------ Excerpted records ------

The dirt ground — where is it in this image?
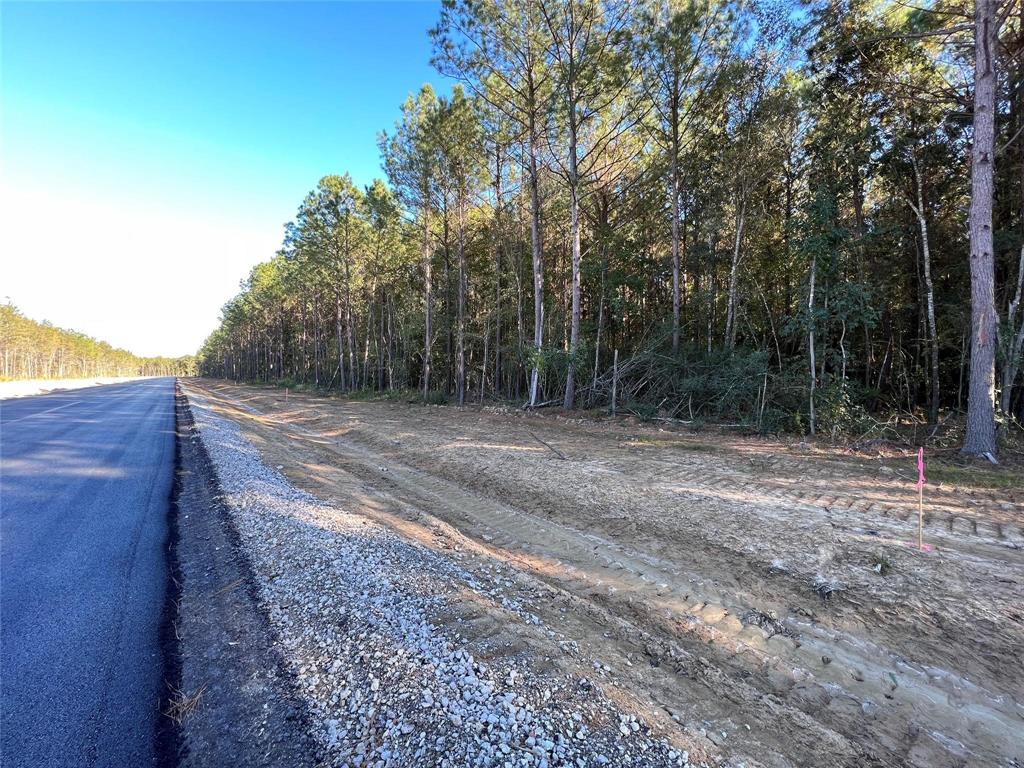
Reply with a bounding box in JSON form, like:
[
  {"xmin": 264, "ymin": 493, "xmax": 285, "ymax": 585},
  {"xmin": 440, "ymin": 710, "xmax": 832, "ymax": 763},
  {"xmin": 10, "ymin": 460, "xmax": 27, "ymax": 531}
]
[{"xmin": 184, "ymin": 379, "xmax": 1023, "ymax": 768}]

------
------ Excerpted records ------

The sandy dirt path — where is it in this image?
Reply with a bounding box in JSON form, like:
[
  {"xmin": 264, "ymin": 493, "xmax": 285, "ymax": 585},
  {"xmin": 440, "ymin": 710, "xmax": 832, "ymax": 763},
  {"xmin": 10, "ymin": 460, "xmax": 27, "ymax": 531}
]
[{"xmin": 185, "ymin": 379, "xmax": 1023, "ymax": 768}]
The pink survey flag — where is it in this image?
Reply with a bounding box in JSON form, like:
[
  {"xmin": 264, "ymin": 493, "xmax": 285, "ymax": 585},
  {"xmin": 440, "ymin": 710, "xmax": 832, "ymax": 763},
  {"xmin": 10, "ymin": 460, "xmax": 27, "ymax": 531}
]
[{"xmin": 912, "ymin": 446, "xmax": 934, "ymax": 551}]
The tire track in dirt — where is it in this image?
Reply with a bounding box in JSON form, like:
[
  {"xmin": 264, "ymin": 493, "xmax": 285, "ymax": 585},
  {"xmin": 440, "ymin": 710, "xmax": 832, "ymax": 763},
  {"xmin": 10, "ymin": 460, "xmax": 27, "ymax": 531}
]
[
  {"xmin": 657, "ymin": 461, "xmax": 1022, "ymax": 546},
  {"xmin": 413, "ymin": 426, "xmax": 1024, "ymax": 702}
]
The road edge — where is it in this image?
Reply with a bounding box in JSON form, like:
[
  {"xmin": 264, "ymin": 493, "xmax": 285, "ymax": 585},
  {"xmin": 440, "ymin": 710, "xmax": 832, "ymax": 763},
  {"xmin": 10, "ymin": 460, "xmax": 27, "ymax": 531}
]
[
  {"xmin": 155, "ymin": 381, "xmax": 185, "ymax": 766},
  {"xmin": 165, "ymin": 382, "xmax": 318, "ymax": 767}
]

------
------ Excerpted records ------

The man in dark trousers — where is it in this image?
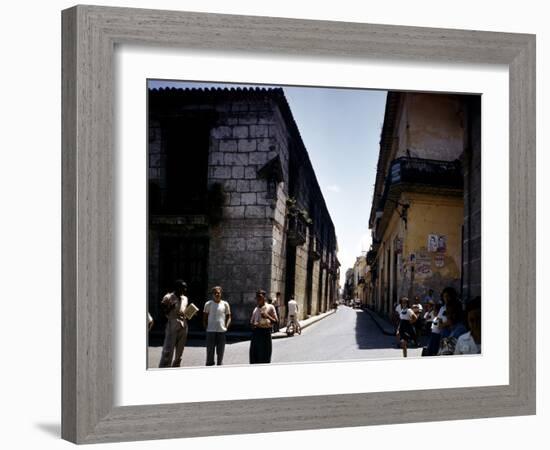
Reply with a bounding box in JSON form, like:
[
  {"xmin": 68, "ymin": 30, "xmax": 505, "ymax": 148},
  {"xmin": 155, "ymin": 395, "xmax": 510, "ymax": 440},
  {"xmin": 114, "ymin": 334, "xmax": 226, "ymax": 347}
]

------

→ Exercise description: Determine the number of lines in the data that contain "dirt" as a word or string, and state only that number.

→ Output of the task: 3